Start of Page excerpt

At least 90 percent of the following microorganisms exhibit an in vitro minimum inhibitory concentration (MIC) less than or equal to the susceptible breakpoint for nitrofurantoin. However, the efficacy of nitrofurantoin in treating clinical infections due to these microorganisms has not been established in adequate and well-controlled trials.
Coagulase-negative staphylococci (including Staphylococcus epidermidis and Staphylococcus saprophyticus)
Group D streptococci
Viridans group streptococci
NOTE: Some strains of Enterobacter species and Klebsiella species are resistant to nitrofurantoin.
For specific information regarding susceptibility test interpretive criteria and associated test methods and quality control standards recognized by FDA for this drug, please see: https://www.fda.gov/STIC.
Nitrofurantoin macrocrystals capsules is specifically indicated for the treatment of urinary tract infections when due to susceptible strains of Escherichia coli, enterococci, Staphylococcus aureus , and certain susceptible strains of Klebsiella and Enterobacter species.
Nitrofurantoin is not indicated for the treatment of pyelonephritis or perinephric abscesses. To reduce the development of drug-resistant bacteria and maintain the effectiveness of nitrofurantoin macrocrystals capsules and other antibacterial drugs, nitrofurantoin macrocrystals capsules should be used only to treat or prevent infections that are proven or strongly suspected to be caused by susceptible bacteria. When culture and susceptibility information are available, they should be considered in selecting or modifying antibacterial therapy. In the absence of such data, local epidemiology and susceptibility patterns may contribute to the empiric selection of therapy.

End of Page excerpt
Start of Raw data

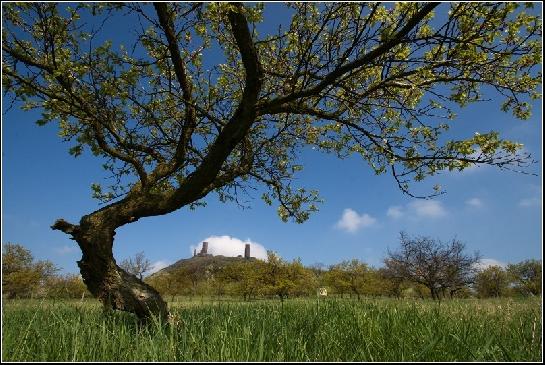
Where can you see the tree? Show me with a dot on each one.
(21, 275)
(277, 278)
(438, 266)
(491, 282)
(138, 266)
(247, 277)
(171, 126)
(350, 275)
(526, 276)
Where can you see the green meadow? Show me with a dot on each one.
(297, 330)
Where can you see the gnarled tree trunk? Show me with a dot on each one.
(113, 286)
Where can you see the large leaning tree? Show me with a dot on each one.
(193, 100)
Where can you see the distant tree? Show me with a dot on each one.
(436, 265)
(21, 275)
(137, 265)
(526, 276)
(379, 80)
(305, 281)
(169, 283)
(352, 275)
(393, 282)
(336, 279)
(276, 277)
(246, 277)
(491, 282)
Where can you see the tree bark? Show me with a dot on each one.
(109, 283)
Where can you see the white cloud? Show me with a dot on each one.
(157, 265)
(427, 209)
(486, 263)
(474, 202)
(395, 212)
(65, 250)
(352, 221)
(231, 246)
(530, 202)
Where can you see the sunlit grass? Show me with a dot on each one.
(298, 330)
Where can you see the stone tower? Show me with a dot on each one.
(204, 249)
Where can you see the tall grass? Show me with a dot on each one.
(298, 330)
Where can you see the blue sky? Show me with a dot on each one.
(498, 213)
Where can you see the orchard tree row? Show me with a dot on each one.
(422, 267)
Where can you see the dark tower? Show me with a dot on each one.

End of Raw data

▶ About this task: Write out the nitrofurantoin passage word for word, beginning at "For specific information" and stopping after "please see: https://www.fda.gov/STIC.".

▶ Result for this task:
For specific information regarding susceptibility test interpretive criteria and associated test methods and quality control standards recognized by FDA for this drug, please see: https://www.fda.gov/STIC.